→ EXCERPT TO READ
********************

The starting point of the initialization is in xenopsd:

(* The code is simplified in order to keep only the interesting parts. *)
let add_device ~xs device backend_list frontend_list private_list
      xenserver_list =
    Mutex.execute device_serialise_m (fun () ->
        (* ... Get backend end frontend paths... *)
        Xs.transaction xs (fun t ->
            ( try
                ignore (t.Xst.read frontend_ro_path) ;
                raise (Device_frontend_already_connected device)
              with Xs_protocol.Enoent _ -> ()
            ) ;
            t.Xst.rm frontend_rw_path ;
            t.Xst.rm frontend_ro_path ;
            t.Xst.rm backend_path ;

            (* Create paths + permissions. *)
            t.Xst.mkdirperms frontend_rw_path
              (Xenbus_utils.device_frontend device) ;
            t.Xst.mkdirperms frontend_ro_path (Xenbus_utils.rwperm_for_guest 0) ;
            t.Xst.mkdirperms backend_path (Xenbus_utils.device_backend device) ;
            t.Xst.mkdirperms hotplug_path (Xenbus_utils.hotplug device) ;
            t.Xst.writev frontend_rw_path
              (("backend", backend_path) :: frontend_list) ;
            t.Xst.writev frontend_ro_path [("backend", backend_path)] ;
            t.Xst.writev backend_path
              (("frontend", frontend_rw_path) :: backend_list) ;
          (* ... *)

One of the role of xenopsd here is to create VIFs and VBDs to boot correctly a VM. This is the output given when a new device must be added:

/var/log/xensource.log:36728:Nov 24 16:40:24 xcp-ng-lab-1 xenopsd-xc: [debug||14 |Parallel:task=5.atoms=1.(VBD.plug RW vm=6f25b64e-9887-7017-02cc-34e79bfae93d)|xenops] adding device  B0[/local/domain/0/backend/vbd3/1/768]  F1[/local/domain/1/device/vbd/768]  H[/xapi/6f25b64e-9887-7017-02cc-34e79bfae93d/hotplug/1/vbd3/768]

The interesting paths are:

  • Backend path: /local/domain/0/backend/vbd3/1/768
  • Frontend path: /local/domain/1/device/vbd/768

When the two paths are written, the creation of the device connection is triggered. In fact the Xenbus backend instance in the kernel space of Dom0 has a watch on the /local/domain/0/backend/vbd path. Same idea for the /local/domain/<DomU id>/device/vbd in the guest kernel space.

********************

→ SUPPLIED INFORMATION

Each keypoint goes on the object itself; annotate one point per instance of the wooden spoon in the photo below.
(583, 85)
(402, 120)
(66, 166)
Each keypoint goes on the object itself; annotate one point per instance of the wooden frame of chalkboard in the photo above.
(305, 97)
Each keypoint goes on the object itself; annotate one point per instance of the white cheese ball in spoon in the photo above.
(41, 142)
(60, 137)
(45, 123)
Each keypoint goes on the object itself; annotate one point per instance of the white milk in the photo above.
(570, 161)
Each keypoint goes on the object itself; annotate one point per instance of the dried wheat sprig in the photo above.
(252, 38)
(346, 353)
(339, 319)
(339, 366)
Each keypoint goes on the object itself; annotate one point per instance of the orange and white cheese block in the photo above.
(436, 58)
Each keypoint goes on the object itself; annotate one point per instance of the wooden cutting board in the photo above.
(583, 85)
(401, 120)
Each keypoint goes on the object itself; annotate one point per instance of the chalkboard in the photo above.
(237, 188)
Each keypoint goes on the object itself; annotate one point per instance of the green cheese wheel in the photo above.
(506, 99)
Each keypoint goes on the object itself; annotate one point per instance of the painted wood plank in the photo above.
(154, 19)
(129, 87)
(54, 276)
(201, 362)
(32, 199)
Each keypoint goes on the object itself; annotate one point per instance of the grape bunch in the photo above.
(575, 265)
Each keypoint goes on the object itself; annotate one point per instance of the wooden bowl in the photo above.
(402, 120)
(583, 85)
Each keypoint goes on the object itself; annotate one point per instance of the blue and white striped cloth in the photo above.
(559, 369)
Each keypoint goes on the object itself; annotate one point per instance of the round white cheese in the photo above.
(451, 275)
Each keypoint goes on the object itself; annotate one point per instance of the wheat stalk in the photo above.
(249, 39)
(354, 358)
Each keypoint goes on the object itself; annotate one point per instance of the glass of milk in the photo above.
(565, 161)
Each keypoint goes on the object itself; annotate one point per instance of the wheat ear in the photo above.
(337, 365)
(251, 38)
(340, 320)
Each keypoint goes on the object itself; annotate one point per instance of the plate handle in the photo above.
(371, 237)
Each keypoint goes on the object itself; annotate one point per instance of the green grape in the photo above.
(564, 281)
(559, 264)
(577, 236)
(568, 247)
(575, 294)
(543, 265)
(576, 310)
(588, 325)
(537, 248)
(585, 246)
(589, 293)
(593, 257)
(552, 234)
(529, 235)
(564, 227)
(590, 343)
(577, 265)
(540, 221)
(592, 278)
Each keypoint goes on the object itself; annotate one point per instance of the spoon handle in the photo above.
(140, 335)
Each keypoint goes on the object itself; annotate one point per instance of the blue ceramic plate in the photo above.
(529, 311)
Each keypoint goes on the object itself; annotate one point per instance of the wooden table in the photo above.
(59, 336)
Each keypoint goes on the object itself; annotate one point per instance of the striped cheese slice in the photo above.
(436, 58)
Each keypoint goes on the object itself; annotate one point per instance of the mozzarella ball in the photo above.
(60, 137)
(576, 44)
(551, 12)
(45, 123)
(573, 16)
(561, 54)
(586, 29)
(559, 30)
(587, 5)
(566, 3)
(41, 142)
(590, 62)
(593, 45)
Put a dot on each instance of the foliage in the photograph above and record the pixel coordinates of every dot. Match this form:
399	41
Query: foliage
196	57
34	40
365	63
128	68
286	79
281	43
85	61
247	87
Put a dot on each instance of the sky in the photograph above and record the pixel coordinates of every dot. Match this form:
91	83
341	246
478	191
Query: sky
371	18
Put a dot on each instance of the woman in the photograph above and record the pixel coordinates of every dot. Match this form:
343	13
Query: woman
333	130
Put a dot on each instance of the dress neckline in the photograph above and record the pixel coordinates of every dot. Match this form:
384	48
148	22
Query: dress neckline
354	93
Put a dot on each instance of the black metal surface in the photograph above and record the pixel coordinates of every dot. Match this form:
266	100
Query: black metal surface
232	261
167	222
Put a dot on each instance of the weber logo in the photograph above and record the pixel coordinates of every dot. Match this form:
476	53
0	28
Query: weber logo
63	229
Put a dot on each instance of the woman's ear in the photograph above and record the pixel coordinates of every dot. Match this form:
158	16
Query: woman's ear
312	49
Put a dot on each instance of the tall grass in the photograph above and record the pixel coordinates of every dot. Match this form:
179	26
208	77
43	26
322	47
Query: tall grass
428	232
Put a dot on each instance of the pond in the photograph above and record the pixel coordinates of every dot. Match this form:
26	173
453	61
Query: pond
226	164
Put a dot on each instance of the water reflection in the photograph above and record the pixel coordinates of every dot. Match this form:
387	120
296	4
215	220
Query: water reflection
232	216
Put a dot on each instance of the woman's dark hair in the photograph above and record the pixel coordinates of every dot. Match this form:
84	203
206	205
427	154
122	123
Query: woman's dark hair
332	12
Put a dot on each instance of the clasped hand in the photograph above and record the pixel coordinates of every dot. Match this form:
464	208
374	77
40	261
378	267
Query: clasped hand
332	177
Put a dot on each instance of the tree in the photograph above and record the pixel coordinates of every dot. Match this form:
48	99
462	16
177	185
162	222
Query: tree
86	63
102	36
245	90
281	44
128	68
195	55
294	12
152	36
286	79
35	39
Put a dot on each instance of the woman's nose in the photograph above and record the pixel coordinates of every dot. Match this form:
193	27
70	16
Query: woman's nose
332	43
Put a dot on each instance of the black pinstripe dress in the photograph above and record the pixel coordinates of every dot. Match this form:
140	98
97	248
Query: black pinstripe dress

********************

→ EXERCISE TASK 1
In the xenopsd excerpt, which path does the Xenbus backend instance in the kernel space of Dom0 watch?
→ EXERCISE TASK 2
Print the xenopsd excerpt starting at "(* The code" and ending at "raise (Device_frontend_already_connected device)".
Work only from the xenopsd excerpt.

→ COMPLETE OUTPUT 1
/local/domain/0/backend/vbd

→ COMPLETE OUTPUT 2
(* The code is simplified in order to keep only the interesting parts. *)
let add_device ~xs device backend_list frontend_list private_list
      xenserver_list =
    Mutex.execute device_serialise_m (fun () ->
        (* ... Get backend end frontend paths... *)
        Xs.transaction xs (fun t ->
            ( try
                ignore (t.Xst.read frontend_ro_path) ;
                raise (Device_frontend_already_connected device)